Exercise materials:
— Start —
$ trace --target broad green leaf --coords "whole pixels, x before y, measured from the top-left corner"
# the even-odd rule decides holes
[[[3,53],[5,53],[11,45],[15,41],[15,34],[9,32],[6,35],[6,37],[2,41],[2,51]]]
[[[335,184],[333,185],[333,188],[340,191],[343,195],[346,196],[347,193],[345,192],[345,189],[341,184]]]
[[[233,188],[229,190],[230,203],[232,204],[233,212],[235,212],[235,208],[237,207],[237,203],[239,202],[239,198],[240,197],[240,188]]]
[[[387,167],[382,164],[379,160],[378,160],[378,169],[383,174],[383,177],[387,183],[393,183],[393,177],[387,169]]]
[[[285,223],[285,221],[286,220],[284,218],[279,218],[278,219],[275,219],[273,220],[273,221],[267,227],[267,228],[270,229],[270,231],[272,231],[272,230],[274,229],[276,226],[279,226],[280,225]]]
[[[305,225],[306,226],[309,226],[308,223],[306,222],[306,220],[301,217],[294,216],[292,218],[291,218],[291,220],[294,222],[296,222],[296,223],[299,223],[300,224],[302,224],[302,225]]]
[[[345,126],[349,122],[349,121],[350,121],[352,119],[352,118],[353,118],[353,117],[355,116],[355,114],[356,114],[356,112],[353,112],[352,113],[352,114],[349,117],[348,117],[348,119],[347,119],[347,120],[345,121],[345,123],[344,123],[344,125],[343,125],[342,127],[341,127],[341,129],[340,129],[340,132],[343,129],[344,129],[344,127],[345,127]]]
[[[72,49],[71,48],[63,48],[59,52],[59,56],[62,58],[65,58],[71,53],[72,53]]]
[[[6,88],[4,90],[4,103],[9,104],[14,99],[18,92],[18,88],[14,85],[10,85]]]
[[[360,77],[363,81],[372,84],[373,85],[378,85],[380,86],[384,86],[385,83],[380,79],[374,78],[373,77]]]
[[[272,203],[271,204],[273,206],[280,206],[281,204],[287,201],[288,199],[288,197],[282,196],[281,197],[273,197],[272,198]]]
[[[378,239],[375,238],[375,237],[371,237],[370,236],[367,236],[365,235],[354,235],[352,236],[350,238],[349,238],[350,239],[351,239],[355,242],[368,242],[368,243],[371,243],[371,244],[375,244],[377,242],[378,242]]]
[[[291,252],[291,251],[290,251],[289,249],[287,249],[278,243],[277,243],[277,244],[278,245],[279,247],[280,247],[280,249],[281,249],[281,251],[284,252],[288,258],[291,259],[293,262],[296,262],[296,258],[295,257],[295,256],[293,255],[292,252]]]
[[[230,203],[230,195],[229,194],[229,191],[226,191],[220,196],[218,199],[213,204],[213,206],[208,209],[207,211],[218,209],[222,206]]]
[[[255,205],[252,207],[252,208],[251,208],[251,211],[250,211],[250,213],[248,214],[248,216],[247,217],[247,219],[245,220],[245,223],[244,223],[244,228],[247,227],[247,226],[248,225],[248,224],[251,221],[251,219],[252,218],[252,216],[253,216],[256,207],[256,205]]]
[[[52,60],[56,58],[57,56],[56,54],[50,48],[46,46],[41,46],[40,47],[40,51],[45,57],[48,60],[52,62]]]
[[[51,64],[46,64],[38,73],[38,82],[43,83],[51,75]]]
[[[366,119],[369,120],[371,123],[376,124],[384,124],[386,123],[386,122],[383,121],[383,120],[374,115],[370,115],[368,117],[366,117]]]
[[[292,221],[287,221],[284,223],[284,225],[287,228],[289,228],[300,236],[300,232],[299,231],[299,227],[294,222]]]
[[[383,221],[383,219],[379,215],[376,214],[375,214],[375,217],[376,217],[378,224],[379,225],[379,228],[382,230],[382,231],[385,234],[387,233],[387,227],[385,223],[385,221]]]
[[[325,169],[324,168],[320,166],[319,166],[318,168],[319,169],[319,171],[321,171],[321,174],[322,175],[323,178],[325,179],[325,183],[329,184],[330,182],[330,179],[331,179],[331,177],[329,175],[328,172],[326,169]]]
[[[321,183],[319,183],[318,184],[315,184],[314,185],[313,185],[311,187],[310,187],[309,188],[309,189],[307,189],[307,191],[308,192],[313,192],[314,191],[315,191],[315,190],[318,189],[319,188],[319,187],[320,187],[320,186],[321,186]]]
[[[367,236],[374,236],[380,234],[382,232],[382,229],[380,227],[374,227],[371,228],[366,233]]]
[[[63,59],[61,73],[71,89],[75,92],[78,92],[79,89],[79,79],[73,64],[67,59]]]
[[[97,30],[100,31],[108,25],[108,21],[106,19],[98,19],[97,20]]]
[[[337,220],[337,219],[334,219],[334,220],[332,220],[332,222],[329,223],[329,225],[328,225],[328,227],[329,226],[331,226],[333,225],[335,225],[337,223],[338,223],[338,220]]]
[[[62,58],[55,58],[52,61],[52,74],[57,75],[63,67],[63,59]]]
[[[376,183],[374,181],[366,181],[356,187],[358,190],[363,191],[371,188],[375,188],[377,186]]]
— End —
Do this: Count how many lines in the listing above contain the word "leaf", and reply with that number alone.

Full response: 1